**节选:**
自定义UDF
在Hive中,如果Hive原生提供的函数不能够处理数据,那么Hive允许用户自定义函数,在Hive3.X中,需要定义类继承GenericUDF类
自定义udf,添加pom依赖
<dependencies>
<dependency>
<groupId>org.apache.hive</groupId>
<artifactId>hive-exec</artifactId>
<version>3.1.2</version>
</dependency>
<dependency>
<groupId>org.apache.hive</groupId>
<artifactId>hive-jdbc</artifactId>
<version>3.1.2</version>
<exclusions>
<exclusion>
<groupId>org.glassfish</groupId>
<artifactId>javax.el</artifactId>
</exclusion>
</exclusions>
</dependency>
<dependency>
<groupId>org.apache.hive</groupId>
<artifactId>hive-metastore</artifactId>
<version>3.1.2</version>
</dependency>
<dependency>
<groupId>org.apache.hive</groupId>
<artifactId>hive-common</artifactId>
<version>3.1.2</version>
</dependency>
</dependencies>
编写代码
package com.test;
import org.apache.hadoop.hive.ql.exec.UDFArgumentException;
import org.apache.hadoop.hive.ql.metadata.HiveException;
import org.apache.hadoop.hive.ql.udf.generic.GenericUDF;
import org.apache.hadoop.hive.serde2.objectinspector.ObjectInspector;
import org.apache.hadoop.hive.serde2.objectinspector.primitive.PrimitiveObjectInspectorFactory;
// 传入两个字符串,获取第二个字符串在第一个字符串中第一次出现的下标位置
public class SelfUDF extends GenericUDF {
// 初始化 - evaluate方法的返回值类型
public ObjectInspector initialize(ObjectInspector[] ois) throws UDFArgumentException {
// 确定参数个数
if(ois.length != 2)

[轮廓条目]
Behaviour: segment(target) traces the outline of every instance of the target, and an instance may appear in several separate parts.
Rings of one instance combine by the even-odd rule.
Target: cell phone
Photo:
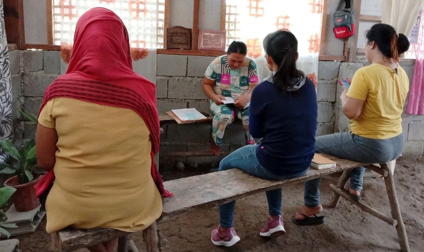
[[[339,83],[342,85],[342,87],[344,87],[347,89],[349,89],[350,87],[350,85],[349,84],[347,81],[345,80],[339,80]]]

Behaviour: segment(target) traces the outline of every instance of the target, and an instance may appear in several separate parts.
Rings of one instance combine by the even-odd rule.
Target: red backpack
[[[337,38],[345,38],[355,34],[355,21],[352,14],[352,1],[340,0],[337,10],[333,16],[333,32]],[[344,8],[342,7],[344,5]]]

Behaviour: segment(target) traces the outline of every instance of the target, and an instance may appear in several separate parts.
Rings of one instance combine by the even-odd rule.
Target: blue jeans
[[[346,132],[317,137],[315,149],[317,153],[323,152],[357,162],[383,163],[399,157],[403,145],[402,134],[388,139],[372,139]],[[352,170],[350,188],[362,190],[364,172],[364,167]],[[316,178],[305,182],[305,206],[315,207],[320,204],[321,182],[321,178]]]
[[[219,170],[229,170],[234,168],[241,170],[255,177],[266,179],[280,180],[303,175],[306,171],[300,174],[288,176],[278,176],[274,174],[262,166],[256,156],[257,145],[249,145],[233,151],[224,158],[220,162]],[[266,192],[268,201],[270,215],[275,216],[281,214],[281,188],[278,188]],[[233,226],[234,217],[235,201],[220,206],[220,225],[228,228]]]

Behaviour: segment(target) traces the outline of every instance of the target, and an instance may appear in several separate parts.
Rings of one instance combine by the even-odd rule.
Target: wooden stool
[[[362,202],[356,201],[351,199],[347,193],[344,190],[345,186],[347,182],[348,179],[350,176],[352,172],[351,169],[345,170],[343,171],[337,186],[333,184],[330,185],[330,187],[336,193],[336,195],[333,199],[333,202],[330,207],[335,208],[337,206],[340,200],[340,196],[349,201],[353,205],[358,206],[359,208],[365,212],[369,213],[374,216],[383,220],[392,226],[396,227],[396,231],[399,238],[399,243],[400,245],[401,251],[409,251],[409,244],[408,242],[408,237],[406,236],[406,230],[405,229],[405,224],[402,219],[402,215],[400,212],[400,208],[399,206],[399,202],[396,196],[396,191],[395,188],[395,183],[393,180],[393,173],[394,166],[396,164],[396,160],[392,160],[386,163],[380,164],[380,167],[370,164],[365,165],[364,167],[370,169],[373,171],[381,174],[384,177],[384,182],[386,184],[386,189],[387,191],[387,195],[389,197],[389,202],[390,204],[391,210],[391,217],[386,215],[372,208]]]

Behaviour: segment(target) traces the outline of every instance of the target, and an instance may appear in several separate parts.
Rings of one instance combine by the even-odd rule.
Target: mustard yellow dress
[[[59,137],[56,178],[46,203],[47,233],[68,226],[134,232],[160,216],[149,133],[137,113],[57,98],[43,108],[38,122],[56,129]]]

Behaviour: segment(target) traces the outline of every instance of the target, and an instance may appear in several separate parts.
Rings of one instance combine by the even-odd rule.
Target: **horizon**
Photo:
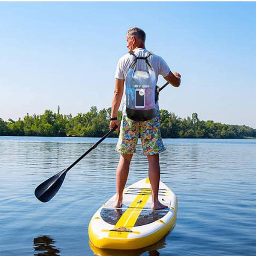
[[[126,32],[137,26],[146,33],[146,48],[181,75],[180,87],[167,87],[160,95],[161,109],[182,118],[197,113],[202,120],[256,128],[255,2],[18,2],[0,7],[5,121],[58,105],[73,116],[92,106],[109,108],[117,61],[128,52]],[[157,84],[165,82],[160,76]]]

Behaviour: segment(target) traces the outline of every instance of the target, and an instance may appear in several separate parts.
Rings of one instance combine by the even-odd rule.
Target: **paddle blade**
[[[43,203],[49,201],[61,186],[67,172],[64,169],[38,185],[35,190],[36,198]]]

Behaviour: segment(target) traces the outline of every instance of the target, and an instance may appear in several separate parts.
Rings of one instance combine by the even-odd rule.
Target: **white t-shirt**
[[[148,51],[143,48],[137,48],[134,50],[136,56],[139,57],[146,57],[148,55]],[[115,75],[115,78],[126,80],[126,76],[129,67],[134,59],[133,55],[127,53],[121,57],[117,64],[116,70]],[[161,57],[155,55],[150,55],[148,58],[150,62],[156,73],[157,82],[159,75],[163,76],[166,76],[170,71],[170,69]],[[147,70],[145,60],[137,60],[136,69]],[[126,90],[125,89],[125,95],[123,99],[123,111],[126,109]],[[155,108],[159,109],[158,102],[156,103]]]

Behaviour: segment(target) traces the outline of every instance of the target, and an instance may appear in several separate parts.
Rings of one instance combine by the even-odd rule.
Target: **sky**
[[[256,128],[253,2],[0,2],[0,118],[111,107],[134,26],[181,75],[161,92],[161,108]]]

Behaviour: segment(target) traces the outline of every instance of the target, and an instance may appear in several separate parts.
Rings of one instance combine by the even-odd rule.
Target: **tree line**
[[[174,113],[163,109],[161,113],[161,132],[163,138],[238,139],[256,138],[256,129],[245,125],[227,125],[199,119],[197,113],[182,119]],[[102,137],[109,130],[111,108],[98,111],[91,107],[86,113],[71,114],[46,110],[44,114],[29,115],[17,121],[0,118],[0,136]],[[118,113],[119,120],[122,112]],[[117,133],[111,134],[117,137]]]

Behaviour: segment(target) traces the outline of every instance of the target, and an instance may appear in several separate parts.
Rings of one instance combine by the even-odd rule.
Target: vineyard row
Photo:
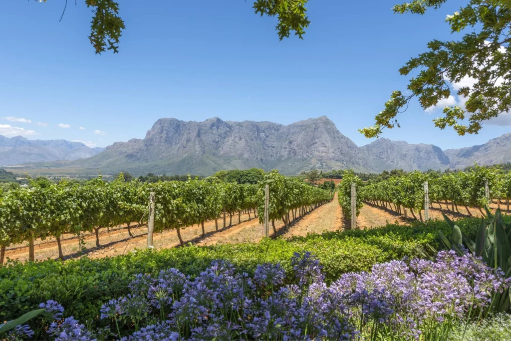
[[[83,185],[63,180],[13,189],[0,196],[0,266],[6,247],[12,244],[28,241],[29,258],[33,260],[34,240],[53,237],[62,258],[63,234],[80,239],[84,233],[94,232],[97,246],[103,229],[126,225],[131,235],[133,222],[147,222],[151,192],[155,193],[154,231],[175,230],[183,244],[181,229],[200,224],[203,235],[205,221],[214,219],[218,231],[218,219],[222,215],[225,228],[226,214],[231,221],[242,211],[253,212],[254,217],[264,212],[266,184],[270,187],[268,217],[275,233],[274,220],[282,219],[287,225],[291,217],[294,220],[332,199],[329,192],[276,171],[267,173],[258,185],[225,183],[215,177],[147,184],[126,182],[121,176],[109,183],[101,178]]]
[[[412,215],[417,218],[415,213],[424,209],[425,182],[428,182],[429,203],[447,205],[449,209],[458,211],[458,206],[463,207],[471,216],[469,207],[475,207],[483,213],[482,209],[489,206],[492,199],[508,202],[511,198],[511,173],[502,173],[495,167],[475,166],[473,169],[464,172],[448,173],[439,175],[437,173],[423,173],[414,171],[406,175],[394,176],[388,179],[364,184],[353,173],[346,172],[340,185],[339,200],[346,216],[351,217],[350,186],[356,185],[356,214],[358,215],[363,202],[390,208],[402,214],[403,209],[408,209]],[[486,188],[487,188],[487,193]],[[393,206],[393,208],[392,208]],[[459,211],[458,211],[459,212]]]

**挑战:**
在讲Hive自定义函数的节选里,Hive3.X中的自定义函数要让类继承哪个类?

**本题解答:**
GenericUDF类。